*JOBS:*
a - In the forum post about the fatal trap 12 page fault, which FreeBSD version does pfSense 2.0 now use?
b - Extend the forum thread on the fatal trap 12 page fault, picking up after its last line.

*SOURCE TEXT:*
* * * * *
# fatal trap 12:page fault while in kernel mode



## georgyous (Jul 14, 2010)

I am new to freebsd, more precisely I would like to use pfsense 2.0 as VM Firewall, the problem is that there seems to be a problem with my hardware.

I've submited a bug to pfsense and they rejected it saying that it is a hardware incompatibility with freebsd.

I do not know if this is the place to ask if someone has any idea if the problem can be resolved. 

Pfsense 2.0 now uses freebsd 8.1 RC1 I thought maybe this could be repaired till the final release?

I've tested all hardware becouse I've read on some freebsd forums that it could be a hardware problem, but all tests passed.

I have attached the printscrean, when I boot that screen apears, I tryed booting without ACPI support and the system rebooted right affter the same screen appeared.

Thank you in advance1

My config is:
Motherboard: ALiveNF6G-DVI
AMD Athlon64 X2 5400+ Black Edition
6 GB of RAM
Network adapters: MCP61 Ethernet (integrated in the motherboard)
RTL8139
RTL8169

I have a Citrix Xenserver 5.5 instaled on it and on top multiple VM's. One of them I would like to be the PFsense vm as a firewall.


If you need any details please ask.
* * * * *
*DATA LINES:*

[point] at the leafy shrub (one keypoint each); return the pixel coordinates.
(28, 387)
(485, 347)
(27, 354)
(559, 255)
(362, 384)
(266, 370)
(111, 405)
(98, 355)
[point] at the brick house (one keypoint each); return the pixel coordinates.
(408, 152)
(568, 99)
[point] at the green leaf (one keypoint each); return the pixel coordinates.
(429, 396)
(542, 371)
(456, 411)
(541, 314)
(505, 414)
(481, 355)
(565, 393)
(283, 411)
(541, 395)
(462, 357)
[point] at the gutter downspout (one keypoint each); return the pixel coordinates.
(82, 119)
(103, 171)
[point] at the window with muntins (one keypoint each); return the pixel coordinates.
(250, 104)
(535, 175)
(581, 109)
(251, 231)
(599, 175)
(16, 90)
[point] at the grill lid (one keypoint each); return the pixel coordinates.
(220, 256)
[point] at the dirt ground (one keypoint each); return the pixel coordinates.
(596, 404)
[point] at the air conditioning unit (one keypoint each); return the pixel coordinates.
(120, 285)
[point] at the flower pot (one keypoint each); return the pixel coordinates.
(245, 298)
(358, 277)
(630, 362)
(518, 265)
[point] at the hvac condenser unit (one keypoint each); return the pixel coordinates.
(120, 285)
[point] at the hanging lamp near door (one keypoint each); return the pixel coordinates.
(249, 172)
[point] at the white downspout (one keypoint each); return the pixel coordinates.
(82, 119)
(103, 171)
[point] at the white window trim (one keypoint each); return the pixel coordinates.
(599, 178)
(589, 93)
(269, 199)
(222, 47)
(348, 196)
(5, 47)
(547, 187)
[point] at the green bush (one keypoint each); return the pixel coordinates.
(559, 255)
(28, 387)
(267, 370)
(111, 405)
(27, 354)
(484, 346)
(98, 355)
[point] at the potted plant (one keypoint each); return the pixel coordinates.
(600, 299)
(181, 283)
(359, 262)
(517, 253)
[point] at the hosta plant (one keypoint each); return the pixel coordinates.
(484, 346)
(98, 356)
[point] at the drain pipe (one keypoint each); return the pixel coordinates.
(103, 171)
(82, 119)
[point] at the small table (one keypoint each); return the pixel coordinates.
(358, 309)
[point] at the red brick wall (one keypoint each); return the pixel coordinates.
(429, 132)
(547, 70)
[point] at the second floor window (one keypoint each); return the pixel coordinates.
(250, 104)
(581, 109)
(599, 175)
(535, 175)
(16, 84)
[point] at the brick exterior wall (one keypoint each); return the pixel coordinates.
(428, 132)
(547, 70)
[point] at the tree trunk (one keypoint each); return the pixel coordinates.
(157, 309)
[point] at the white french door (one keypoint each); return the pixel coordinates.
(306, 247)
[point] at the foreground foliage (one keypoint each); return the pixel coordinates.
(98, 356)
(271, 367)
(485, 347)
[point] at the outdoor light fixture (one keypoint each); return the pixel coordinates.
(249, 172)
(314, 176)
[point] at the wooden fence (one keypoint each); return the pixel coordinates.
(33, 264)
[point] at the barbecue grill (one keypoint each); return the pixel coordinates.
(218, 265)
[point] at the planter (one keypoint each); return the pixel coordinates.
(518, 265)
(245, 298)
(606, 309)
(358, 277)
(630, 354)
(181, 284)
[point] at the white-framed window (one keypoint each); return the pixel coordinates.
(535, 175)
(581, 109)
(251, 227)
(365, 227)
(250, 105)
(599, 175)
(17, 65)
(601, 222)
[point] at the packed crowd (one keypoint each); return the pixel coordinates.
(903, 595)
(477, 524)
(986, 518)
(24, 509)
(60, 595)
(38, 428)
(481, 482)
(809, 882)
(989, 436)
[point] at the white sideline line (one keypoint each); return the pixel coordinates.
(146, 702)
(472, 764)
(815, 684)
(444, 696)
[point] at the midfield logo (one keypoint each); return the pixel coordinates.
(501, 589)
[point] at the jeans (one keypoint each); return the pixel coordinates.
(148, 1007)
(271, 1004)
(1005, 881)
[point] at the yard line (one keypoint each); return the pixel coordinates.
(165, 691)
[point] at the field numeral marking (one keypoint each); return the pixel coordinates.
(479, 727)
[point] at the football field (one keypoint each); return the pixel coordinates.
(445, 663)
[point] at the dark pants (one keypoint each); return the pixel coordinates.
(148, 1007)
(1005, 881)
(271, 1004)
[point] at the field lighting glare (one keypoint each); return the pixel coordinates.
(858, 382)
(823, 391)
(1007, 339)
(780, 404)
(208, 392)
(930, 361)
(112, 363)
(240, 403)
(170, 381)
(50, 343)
* * * * *
*EXPECTED RESULTS:*
a - FreeBSD 8.1 RC1.

b -
Sorry for my english.


----------



## kpa (Jul 14, 2010)

Is the guest operating system in the VM using the hardware directly in any way or is it using just emulated devices?


----------



## georgyous (Jul 15, 2010)

I tryed to install it in HVM mode, as I can see from other vm's already installed it see's the motherboard xen, the memory exactly the model that I have, the hdd a quemu harddisk, the network addapers ok.

I tryed it on other 2 machines, 2 optiplex 740 also as vm's one with xenserver 5.5, the other one with xenserver 5.6. Finaly it works in a remote location on a Dell r610 with xenserver 5.5 but unfortunatly this does not help me. 

That is why I think is a hardware problem, maybe some drivers or something. 

If I can help to troubleshoot, please let me know.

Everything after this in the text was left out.